(Beginning of Data records)

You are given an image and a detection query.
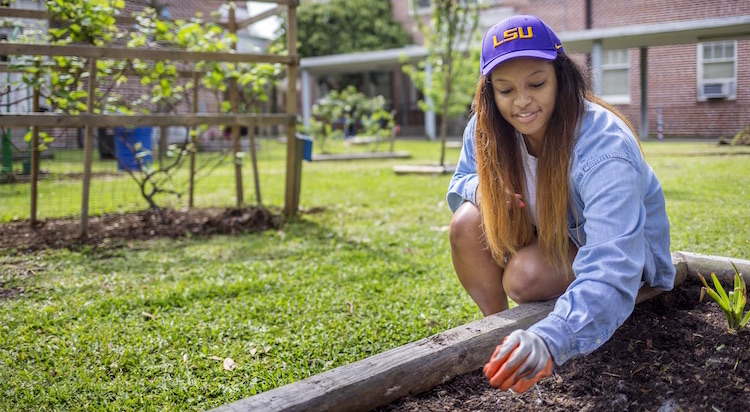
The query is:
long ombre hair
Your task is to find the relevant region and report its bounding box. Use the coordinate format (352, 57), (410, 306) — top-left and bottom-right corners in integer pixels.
(474, 53), (636, 274)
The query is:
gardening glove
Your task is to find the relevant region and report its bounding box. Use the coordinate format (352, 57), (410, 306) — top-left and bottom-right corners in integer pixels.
(483, 329), (553, 393)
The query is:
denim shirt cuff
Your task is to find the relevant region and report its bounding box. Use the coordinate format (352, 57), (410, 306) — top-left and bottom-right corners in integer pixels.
(528, 314), (578, 366)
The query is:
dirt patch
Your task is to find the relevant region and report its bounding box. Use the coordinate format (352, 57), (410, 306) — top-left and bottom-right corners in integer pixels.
(0, 206), (281, 252)
(380, 277), (750, 412)
(0, 257), (44, 299)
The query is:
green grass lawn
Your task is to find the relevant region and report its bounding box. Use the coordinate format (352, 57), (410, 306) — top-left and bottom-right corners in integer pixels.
(1, 139), (748, 411)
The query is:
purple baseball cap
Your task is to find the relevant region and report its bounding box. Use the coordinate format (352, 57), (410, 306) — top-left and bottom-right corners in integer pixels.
(480, 15), (564, 76)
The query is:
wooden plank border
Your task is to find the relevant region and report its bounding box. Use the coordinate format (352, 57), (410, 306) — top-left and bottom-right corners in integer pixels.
(0, 113), (295, 128)
(0, 2), (293, 27)
(0, 43), (296, 65)
(311, 151), (412, 162)
(206, 251), (747, 412)
(673, 251), (750, 285)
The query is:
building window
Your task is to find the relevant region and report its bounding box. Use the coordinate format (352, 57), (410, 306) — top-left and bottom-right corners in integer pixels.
(0, 34), (7, 62)
(410, 0), (432, 16)
(601, 49), (630, 104)
(697, 41), (737, 101)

(End of Data records)

- Exercise directions
Copy out each record word for word and omit any pictures.

- Result below
You are given an image and a detection query.
The query is:
long ombre hair
Your task is to find the relevant region and report its bounding box. Use the coordinate format (352, 57), (410, 306) — top-left and bottom-right corners in integer pixels.
(474, 53), (636, 274)
The query is:
gardening glove
Your task is to find the relevant region and report its bounding box. Use the coordinate format (352, 57), (410, 306) — top-left and bottom-right corners in integer pixels.
(483, 329), (553, 393)
The query is:
denim shirt cuff
Your task is to find the relevant region and report its bounding box. Use the coordinate format (352, 57), (410, 306) — top-left and bottom-right corners in integer pixels.
(528, 314), (578, 366)
The query is:
dirt patch
Your task is to find the relevant region and report its bounding box. Use the coordinate format (352, 57), (410, 306) — top-left and bottom-right corners in integer pixels.
(0, 206), (281, 252)
(380, 277), (750, 412)
(0, 257), (44, 299)
The query is:
green grass lawn
Your task is to find the relevant region and report its bounding box. Use the coordinate format (352, 57), (410, 306) — top-left and bottom-right corners in integer pixels.
(1, 139), (748, 411)
The query is:
purple baseball cap
Your task is to find the relevant region and report its bounding box. Use the coordinate format (352, 57), (410, 306) — top-left and bottom-right corners in integer pixels.
(480, 15), (564, 76)
The query is:
wooden plank border
Your task is to find the relevant region and report its bounding box. Use the coordinate format (352, 57), (410, 306) — top-left and bottom-right corners in integer pixels.
(0, 113), (295, 128)
(0, 2), (293, 27)
(0, 43), (296, 65)
(311, 151), (412, 162)
(206, 251), (747, 412)
(673, 251), (750, 285)
The query is:
building window
Your task is to find the relevant region and report its bounding box. Use the coordinate format (352, 57), (410, 306) — top-left and bottom-right corners in integer pixels.
(0, 34), (7, 62)
(410, 0), (432, 16)
(601, 49), (630, 104)
(697, 41), (737, 101)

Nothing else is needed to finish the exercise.